(Location identification records)
****************************************
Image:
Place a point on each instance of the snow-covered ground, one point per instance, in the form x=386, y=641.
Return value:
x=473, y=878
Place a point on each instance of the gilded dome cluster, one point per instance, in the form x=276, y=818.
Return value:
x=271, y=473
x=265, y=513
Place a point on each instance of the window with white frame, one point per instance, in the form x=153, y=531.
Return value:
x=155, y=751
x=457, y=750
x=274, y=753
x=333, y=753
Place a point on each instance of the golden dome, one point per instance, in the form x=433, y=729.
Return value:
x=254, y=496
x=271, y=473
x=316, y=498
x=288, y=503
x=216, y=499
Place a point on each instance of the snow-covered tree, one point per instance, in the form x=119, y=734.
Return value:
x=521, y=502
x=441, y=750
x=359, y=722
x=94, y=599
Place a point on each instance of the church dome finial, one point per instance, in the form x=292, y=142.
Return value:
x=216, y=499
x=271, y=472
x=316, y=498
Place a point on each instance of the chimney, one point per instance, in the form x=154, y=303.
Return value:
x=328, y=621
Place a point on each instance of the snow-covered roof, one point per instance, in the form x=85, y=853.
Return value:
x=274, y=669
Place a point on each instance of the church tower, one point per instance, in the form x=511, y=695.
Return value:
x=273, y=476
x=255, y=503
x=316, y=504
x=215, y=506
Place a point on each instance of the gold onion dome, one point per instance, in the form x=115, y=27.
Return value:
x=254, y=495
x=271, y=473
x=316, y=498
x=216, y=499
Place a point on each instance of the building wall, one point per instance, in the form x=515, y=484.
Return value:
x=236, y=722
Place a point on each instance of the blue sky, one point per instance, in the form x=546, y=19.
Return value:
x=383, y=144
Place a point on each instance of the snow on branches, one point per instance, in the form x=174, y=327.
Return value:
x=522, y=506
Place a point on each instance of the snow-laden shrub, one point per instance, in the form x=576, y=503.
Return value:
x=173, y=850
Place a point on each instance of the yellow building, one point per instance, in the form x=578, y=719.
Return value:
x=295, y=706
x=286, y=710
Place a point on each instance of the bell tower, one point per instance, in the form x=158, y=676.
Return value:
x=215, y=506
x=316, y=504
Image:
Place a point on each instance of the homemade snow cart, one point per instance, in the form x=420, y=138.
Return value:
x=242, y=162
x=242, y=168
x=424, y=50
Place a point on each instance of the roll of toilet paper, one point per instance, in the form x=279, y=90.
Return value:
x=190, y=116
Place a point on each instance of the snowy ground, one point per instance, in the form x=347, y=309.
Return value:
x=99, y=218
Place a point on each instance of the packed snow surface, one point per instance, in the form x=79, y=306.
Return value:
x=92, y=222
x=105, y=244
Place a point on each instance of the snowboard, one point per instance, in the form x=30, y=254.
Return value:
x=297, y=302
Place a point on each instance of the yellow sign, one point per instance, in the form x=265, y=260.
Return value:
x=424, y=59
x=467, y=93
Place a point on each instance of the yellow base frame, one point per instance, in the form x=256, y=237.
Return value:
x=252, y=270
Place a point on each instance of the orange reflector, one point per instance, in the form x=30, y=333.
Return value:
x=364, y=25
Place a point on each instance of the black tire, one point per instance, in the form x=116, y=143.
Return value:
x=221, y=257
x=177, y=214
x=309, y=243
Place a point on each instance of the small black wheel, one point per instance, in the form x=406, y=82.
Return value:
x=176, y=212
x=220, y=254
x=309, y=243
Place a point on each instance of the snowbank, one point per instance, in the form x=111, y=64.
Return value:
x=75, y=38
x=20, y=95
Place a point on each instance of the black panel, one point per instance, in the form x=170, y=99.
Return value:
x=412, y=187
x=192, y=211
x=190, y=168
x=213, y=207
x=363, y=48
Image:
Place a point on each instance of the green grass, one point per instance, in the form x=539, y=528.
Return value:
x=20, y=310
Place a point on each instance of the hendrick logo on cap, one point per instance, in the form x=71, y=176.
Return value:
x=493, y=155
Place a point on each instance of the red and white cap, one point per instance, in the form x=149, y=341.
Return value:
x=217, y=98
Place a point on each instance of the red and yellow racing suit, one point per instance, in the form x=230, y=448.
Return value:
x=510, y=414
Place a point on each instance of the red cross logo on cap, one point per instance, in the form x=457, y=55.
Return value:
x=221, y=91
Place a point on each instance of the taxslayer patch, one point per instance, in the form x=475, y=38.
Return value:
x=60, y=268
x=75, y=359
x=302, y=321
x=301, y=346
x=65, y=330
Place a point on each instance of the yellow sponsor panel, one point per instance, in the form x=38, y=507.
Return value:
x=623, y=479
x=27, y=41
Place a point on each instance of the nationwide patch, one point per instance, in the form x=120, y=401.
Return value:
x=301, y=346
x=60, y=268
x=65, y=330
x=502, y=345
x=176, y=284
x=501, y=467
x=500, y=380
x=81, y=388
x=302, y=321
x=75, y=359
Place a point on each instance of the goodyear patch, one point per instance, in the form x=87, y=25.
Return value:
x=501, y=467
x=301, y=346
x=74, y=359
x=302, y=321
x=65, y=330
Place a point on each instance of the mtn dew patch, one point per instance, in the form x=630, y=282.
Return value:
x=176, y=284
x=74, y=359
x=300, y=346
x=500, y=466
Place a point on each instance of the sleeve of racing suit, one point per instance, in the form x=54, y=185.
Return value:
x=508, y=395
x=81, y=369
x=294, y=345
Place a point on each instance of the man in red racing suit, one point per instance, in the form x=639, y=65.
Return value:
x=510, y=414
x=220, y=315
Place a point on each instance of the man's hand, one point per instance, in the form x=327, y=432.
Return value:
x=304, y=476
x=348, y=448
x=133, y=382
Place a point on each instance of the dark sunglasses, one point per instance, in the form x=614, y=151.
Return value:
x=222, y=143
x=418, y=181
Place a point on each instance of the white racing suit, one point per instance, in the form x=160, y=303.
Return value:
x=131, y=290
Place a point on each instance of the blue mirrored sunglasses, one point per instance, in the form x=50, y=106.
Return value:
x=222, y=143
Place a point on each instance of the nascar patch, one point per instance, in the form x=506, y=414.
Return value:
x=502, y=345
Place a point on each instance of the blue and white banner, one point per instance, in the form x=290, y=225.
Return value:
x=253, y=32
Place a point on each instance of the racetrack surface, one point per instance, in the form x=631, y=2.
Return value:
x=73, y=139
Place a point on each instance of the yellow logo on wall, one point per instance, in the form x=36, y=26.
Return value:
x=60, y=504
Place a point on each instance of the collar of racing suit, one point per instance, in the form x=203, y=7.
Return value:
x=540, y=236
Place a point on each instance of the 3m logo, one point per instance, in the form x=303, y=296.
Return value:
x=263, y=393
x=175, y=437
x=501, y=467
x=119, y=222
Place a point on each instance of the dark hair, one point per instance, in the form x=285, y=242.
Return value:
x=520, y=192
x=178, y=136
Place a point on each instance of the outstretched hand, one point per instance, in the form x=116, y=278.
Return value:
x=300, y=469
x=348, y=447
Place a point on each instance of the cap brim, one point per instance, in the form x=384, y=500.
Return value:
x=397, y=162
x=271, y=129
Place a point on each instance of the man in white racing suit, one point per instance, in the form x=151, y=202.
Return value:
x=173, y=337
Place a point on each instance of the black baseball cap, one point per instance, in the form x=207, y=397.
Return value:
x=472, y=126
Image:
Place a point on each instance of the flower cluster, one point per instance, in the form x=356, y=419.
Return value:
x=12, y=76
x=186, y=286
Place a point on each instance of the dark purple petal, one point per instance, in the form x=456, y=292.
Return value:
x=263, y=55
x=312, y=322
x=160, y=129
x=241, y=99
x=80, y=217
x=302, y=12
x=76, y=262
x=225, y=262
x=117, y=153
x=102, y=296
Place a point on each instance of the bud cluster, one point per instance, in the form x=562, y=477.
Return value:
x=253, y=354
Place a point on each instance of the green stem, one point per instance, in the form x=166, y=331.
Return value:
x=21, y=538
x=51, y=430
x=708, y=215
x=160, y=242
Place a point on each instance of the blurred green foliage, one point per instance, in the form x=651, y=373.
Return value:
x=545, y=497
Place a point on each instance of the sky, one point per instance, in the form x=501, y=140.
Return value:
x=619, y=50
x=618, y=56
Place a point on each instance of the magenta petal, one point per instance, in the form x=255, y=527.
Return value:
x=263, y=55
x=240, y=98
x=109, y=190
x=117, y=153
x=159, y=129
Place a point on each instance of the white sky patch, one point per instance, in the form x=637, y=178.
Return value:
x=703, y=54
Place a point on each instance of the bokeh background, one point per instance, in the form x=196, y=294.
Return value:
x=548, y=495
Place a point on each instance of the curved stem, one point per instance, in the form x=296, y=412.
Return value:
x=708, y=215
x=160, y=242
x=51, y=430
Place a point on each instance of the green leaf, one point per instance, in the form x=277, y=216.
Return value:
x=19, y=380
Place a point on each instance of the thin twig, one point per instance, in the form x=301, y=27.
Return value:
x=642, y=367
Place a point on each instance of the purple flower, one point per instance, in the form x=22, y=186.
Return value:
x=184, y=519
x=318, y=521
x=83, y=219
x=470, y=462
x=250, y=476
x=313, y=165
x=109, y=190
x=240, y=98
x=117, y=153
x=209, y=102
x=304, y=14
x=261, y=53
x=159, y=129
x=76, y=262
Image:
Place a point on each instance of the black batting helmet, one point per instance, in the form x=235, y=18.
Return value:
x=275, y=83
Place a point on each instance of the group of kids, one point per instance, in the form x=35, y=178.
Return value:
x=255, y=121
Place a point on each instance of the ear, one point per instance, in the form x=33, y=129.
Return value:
****************************************
— What to work on —
Please copy the records above exactly, from the line containing "Place a point on each instance of the white sky" through the end of the records.

— The response —
Place a point on each instance of the white sky patch, one point per instance, in the form x=637, y=178.
Return value:
x=703, y=54
Place a point on each instance of the bokeh background, one point per instance, in the form x=196, y=294.
Return value:
x=548, y=495
Place a point on each instance of the curved stem, one point per instance, in the form x=296, y=412.
Return value:
x=708, y=215
x=160, y=242
x=51, y=430
Place a point on each instance of the green leaf, one point per instance, in the form x=277, y=216.
Return value:
x=19, y=380
Place a point on each instance of the thin twig, one point per instance, in the form x=301, y=27.
Return value:
x=642, y=367
Place a point on each instance of the purple flower, one point per instance, in the form x=22, y=186.
Return value:
x=184, y=519
x=318, y=521
x=83, y=219
x=470, y=462
x=250, y=476
x=313, y=165
x=109, y=190
x=240, y=98
x=117, y=153
x=209, y=102
x=304, y=14
x=261, y=53
x=159, y=129
x=76, y=262
Image:
Place a point on each instance of the black batting helmet, one point per instance, in the form x=235, y=18.
Return value:
x=275, y=83
Place a point on each instance of the group of kids, one point per instance, in the form x=35, y=178.
Return value:
x=255, y=121
Place a point on each instance of the ear, one point per instance, in the form x=33, y=129.
Return value:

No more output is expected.